PROVIDED INFORMATION
+-------+

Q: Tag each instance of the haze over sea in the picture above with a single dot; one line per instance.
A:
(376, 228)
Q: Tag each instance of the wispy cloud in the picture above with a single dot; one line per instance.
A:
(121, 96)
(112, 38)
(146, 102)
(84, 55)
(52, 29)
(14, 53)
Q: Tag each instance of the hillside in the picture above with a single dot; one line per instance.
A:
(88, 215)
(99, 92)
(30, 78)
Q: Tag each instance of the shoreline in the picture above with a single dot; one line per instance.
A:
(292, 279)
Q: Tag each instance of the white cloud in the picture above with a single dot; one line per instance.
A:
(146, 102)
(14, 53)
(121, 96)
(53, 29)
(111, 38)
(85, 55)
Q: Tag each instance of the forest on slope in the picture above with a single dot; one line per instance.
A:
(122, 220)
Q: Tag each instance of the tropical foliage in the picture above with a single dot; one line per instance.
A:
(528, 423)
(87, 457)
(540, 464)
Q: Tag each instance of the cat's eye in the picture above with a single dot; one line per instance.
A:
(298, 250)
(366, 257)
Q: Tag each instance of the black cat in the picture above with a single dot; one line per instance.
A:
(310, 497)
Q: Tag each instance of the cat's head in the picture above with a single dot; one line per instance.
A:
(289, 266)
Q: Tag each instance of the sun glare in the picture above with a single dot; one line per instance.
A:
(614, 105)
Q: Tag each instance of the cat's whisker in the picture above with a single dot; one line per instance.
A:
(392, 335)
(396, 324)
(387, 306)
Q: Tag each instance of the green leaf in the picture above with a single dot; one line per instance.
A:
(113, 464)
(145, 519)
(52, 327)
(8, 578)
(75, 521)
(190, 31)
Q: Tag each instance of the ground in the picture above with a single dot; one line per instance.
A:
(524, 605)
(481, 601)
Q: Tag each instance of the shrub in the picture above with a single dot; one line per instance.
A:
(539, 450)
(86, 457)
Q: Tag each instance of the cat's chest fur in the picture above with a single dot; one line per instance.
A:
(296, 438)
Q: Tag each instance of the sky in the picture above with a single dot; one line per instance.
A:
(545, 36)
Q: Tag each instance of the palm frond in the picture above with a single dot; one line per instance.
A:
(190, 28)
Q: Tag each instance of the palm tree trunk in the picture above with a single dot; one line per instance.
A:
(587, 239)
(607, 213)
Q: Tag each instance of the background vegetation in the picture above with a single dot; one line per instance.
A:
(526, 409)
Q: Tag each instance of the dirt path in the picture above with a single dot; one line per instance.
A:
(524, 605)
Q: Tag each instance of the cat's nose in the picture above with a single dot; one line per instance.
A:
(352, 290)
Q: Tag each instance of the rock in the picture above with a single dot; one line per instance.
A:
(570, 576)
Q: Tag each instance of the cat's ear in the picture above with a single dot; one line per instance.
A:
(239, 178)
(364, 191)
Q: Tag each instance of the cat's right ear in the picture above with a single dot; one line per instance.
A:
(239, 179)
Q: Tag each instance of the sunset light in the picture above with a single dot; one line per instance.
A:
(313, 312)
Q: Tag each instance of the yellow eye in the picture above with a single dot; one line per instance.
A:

+-------+

REQUIREMENT
In the records, how many lines hold the word "cloud"? Answer with the number and no other words.

OUTPUT OF THE TASK
2